>> Begin

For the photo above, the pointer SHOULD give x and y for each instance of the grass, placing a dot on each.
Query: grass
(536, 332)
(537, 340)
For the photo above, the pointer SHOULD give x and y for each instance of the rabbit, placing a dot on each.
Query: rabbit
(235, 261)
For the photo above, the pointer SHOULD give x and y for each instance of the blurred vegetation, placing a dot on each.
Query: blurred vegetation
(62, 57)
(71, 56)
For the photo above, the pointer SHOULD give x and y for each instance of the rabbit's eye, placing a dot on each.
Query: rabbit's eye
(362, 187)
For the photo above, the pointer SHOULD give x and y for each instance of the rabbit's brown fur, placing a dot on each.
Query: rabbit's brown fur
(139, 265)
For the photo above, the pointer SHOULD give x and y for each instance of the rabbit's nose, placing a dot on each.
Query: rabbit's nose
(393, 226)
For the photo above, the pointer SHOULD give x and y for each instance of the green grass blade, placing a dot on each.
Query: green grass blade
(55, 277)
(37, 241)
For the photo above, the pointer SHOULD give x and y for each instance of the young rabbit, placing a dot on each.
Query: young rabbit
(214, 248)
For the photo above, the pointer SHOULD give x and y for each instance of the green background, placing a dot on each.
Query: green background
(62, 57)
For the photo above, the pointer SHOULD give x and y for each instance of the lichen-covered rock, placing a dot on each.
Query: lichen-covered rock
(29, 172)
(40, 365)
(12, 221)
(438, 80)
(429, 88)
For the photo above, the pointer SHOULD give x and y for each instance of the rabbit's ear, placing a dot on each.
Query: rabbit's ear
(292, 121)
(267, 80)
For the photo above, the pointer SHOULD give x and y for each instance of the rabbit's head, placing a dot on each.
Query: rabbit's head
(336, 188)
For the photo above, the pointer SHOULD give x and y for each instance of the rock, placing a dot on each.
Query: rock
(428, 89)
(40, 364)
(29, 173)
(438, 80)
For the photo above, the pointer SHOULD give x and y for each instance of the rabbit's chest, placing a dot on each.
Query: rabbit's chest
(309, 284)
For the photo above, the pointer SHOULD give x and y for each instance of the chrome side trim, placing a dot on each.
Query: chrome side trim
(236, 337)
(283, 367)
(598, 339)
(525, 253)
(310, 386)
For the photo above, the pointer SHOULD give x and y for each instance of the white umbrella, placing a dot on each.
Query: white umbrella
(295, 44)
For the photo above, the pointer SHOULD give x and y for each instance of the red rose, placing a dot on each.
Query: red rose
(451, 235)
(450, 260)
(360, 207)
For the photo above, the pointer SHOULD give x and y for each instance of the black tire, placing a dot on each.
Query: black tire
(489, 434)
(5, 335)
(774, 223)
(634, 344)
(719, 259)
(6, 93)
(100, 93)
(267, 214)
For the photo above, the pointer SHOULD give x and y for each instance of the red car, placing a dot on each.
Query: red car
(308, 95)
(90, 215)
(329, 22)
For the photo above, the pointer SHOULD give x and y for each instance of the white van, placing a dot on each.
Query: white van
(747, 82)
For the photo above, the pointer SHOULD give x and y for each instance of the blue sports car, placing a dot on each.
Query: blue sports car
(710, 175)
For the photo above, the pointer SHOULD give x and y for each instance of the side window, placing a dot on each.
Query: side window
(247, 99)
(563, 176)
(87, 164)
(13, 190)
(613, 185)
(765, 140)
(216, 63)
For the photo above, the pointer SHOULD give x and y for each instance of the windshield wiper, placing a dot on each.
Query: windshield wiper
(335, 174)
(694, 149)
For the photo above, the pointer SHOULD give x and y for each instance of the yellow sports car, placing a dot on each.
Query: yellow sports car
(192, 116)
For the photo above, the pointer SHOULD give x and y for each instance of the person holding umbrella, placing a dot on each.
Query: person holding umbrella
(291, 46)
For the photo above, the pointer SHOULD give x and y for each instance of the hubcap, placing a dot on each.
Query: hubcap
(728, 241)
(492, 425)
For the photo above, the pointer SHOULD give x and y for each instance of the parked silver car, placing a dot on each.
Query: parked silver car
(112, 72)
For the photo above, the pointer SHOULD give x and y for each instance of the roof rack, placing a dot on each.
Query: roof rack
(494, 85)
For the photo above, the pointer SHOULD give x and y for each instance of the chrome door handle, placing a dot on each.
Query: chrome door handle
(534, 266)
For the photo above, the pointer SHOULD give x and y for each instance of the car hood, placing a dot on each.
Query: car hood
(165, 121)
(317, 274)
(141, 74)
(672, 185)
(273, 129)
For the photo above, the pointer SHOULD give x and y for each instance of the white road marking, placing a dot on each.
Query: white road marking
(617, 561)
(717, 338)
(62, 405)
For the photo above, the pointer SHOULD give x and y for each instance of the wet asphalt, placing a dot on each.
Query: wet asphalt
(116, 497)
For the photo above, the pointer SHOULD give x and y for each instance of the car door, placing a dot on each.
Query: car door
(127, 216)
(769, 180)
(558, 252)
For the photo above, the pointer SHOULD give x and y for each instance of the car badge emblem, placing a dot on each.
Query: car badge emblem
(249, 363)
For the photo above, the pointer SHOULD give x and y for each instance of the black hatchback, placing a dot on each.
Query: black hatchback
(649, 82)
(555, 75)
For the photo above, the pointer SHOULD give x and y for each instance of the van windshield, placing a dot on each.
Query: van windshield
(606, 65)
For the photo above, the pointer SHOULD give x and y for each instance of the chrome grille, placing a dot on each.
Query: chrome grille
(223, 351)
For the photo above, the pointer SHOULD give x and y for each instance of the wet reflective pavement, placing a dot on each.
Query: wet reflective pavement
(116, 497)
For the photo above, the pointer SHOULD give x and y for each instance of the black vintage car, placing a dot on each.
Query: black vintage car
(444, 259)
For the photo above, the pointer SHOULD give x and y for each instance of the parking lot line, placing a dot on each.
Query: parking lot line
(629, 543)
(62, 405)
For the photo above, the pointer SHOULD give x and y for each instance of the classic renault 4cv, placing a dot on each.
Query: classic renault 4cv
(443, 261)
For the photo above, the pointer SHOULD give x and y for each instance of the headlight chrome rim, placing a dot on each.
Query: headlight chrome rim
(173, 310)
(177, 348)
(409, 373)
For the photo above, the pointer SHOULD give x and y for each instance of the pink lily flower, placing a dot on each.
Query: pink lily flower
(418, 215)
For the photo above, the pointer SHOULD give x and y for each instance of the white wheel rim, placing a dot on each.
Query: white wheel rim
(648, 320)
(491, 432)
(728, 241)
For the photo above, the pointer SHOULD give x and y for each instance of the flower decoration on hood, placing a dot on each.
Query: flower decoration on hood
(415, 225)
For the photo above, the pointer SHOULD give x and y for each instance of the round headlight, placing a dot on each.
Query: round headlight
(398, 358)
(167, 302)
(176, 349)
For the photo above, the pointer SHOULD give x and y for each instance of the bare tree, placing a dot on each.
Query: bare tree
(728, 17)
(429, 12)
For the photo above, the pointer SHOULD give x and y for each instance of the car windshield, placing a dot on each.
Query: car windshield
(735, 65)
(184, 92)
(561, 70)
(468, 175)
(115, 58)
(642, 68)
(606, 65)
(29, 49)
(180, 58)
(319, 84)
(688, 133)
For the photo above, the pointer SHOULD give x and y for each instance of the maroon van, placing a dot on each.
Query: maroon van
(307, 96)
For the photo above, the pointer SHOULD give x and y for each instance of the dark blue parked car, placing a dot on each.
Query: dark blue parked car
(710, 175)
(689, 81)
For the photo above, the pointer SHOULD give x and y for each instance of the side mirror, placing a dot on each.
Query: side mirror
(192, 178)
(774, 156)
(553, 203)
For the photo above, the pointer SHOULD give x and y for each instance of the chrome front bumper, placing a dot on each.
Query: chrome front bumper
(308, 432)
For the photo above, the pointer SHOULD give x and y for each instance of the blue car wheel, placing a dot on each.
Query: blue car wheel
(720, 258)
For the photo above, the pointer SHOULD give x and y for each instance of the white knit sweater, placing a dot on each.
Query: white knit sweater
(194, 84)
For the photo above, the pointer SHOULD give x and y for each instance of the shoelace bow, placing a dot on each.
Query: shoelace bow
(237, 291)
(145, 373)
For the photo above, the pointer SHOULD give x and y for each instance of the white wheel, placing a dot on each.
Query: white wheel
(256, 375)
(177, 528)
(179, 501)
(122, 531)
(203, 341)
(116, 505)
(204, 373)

>> End
>> Begin

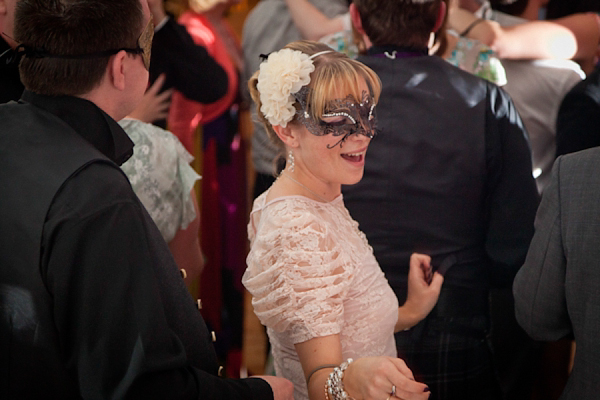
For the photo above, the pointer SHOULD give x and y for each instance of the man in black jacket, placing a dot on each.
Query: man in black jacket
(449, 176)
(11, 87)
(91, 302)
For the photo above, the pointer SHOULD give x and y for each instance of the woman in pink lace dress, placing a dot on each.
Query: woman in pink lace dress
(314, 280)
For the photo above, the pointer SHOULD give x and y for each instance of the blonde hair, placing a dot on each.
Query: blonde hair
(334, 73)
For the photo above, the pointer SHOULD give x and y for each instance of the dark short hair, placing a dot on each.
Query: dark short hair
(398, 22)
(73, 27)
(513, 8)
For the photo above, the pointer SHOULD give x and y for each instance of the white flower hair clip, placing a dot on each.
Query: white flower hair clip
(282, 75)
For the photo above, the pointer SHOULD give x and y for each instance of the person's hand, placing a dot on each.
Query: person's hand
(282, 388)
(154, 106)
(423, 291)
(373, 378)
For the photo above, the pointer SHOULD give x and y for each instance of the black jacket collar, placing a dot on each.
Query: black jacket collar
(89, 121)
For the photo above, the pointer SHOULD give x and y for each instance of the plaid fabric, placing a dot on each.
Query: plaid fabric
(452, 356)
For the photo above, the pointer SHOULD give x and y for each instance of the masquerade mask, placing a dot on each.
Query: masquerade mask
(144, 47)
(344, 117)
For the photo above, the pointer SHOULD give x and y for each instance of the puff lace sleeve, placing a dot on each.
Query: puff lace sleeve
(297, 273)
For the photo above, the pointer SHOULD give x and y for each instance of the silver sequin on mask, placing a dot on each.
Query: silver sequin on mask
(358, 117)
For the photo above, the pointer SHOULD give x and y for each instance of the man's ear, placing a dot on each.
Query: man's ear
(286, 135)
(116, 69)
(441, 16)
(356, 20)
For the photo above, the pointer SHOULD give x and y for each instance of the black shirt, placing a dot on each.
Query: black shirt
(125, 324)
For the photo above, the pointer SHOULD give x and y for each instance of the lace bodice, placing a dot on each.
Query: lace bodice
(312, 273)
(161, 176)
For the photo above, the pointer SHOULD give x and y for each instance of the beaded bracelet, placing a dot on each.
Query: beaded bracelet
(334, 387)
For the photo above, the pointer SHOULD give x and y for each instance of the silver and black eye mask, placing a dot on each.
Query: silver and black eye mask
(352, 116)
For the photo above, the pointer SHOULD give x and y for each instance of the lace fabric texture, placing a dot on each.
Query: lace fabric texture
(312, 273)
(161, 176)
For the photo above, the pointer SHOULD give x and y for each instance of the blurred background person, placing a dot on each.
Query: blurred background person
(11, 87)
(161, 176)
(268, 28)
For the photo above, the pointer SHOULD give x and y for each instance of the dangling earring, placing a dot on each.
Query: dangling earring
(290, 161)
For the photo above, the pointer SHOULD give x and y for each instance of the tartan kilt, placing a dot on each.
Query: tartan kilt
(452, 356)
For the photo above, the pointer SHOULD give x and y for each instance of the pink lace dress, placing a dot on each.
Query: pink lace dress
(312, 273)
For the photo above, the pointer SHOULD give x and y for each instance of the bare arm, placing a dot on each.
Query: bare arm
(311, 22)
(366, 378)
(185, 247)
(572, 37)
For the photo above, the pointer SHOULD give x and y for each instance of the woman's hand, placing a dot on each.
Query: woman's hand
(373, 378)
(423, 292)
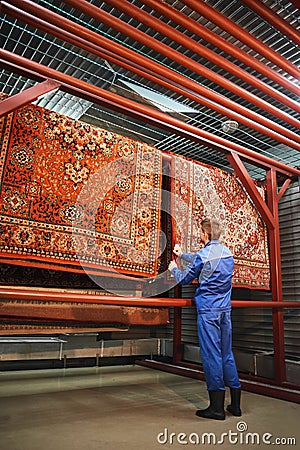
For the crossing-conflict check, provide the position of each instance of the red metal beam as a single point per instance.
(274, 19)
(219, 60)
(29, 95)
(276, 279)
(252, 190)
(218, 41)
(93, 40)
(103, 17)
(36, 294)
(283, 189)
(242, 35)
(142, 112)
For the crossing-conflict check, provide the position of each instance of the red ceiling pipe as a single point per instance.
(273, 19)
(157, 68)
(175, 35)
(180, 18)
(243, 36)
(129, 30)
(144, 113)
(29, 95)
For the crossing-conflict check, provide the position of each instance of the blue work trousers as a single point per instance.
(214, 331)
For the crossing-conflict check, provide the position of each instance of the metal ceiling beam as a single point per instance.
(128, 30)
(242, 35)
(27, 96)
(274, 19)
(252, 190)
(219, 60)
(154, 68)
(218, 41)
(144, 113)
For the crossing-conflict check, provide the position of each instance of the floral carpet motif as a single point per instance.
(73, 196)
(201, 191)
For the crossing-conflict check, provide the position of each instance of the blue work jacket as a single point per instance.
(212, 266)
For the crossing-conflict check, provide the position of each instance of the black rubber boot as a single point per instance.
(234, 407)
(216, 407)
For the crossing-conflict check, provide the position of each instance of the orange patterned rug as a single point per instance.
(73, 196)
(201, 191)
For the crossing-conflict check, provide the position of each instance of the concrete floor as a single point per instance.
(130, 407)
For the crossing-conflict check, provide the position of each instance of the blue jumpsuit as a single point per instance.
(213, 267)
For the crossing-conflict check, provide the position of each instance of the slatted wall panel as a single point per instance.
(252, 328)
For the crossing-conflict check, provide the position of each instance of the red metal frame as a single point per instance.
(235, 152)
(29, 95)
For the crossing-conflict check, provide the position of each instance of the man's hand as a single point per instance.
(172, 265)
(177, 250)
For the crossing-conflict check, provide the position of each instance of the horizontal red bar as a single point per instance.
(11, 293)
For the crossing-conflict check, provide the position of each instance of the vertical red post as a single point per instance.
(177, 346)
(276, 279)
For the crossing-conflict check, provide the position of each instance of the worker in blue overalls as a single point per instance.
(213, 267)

>> End
>> Begin

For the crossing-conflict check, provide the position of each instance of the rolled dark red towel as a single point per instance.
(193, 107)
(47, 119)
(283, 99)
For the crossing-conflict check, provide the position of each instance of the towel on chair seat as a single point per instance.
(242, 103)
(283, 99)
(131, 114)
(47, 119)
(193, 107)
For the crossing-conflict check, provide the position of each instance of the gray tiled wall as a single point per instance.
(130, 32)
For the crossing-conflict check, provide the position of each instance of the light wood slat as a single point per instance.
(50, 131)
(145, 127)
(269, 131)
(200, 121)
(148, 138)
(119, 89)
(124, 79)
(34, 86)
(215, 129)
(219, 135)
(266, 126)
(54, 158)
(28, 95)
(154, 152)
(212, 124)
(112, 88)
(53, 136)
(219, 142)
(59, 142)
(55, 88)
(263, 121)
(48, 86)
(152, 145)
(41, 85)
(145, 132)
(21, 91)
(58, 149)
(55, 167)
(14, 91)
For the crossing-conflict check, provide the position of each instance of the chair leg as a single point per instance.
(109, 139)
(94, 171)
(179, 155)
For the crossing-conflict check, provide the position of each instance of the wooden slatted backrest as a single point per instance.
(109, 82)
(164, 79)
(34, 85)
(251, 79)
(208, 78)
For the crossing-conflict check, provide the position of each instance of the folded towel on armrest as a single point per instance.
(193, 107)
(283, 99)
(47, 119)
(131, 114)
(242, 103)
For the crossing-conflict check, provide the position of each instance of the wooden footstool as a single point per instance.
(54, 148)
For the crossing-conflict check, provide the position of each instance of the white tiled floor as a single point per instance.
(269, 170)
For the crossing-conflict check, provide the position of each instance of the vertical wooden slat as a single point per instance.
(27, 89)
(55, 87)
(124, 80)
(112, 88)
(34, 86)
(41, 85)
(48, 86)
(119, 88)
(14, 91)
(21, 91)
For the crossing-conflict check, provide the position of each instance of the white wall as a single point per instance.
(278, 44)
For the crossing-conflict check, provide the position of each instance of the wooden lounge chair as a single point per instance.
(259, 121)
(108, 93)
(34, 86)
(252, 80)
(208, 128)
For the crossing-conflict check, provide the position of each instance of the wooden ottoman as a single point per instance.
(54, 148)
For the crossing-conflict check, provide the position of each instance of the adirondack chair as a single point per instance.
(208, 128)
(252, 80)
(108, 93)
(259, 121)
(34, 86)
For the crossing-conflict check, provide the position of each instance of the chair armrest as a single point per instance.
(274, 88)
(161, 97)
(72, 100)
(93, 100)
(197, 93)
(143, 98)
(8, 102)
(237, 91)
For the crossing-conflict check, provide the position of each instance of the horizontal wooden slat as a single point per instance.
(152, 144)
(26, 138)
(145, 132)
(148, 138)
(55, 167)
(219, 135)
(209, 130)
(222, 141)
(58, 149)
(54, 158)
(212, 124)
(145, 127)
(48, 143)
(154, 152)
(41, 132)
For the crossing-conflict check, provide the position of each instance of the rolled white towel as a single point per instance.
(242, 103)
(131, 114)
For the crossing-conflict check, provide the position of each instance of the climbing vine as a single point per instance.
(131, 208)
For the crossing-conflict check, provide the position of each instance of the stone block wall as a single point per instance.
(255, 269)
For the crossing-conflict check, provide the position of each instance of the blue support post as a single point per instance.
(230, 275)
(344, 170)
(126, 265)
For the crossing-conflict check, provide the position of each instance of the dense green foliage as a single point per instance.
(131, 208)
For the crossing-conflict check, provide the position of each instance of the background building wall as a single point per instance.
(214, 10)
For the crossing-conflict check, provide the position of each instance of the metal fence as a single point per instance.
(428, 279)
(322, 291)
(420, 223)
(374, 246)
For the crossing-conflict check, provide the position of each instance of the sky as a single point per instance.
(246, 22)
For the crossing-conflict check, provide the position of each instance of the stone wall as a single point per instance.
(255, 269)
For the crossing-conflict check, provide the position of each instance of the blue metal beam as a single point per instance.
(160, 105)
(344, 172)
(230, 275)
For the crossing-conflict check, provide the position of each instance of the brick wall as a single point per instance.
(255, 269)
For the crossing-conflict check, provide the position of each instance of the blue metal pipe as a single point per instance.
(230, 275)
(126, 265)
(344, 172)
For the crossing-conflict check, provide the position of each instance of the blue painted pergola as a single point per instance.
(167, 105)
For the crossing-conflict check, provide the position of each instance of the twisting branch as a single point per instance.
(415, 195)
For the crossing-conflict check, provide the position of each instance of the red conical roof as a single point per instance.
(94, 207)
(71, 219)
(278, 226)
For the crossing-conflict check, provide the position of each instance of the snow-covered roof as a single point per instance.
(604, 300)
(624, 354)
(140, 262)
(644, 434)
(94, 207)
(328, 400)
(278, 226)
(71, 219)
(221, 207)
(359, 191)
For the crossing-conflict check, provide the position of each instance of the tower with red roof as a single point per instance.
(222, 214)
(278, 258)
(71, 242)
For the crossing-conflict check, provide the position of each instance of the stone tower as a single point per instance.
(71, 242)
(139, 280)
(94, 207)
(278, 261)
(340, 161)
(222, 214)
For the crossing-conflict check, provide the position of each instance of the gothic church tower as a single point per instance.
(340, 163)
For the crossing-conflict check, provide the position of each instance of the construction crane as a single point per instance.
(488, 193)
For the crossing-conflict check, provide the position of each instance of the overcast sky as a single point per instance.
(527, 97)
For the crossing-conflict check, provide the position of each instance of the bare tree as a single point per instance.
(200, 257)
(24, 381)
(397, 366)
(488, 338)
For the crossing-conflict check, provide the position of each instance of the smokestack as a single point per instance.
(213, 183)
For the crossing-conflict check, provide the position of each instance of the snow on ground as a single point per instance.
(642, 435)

>> End

- **Requirement**
Count the lines in the entries above that contain the string "masquerade", with uppercase and lowercase treated as different. Reply with the number alone.

- **Exercise response**
2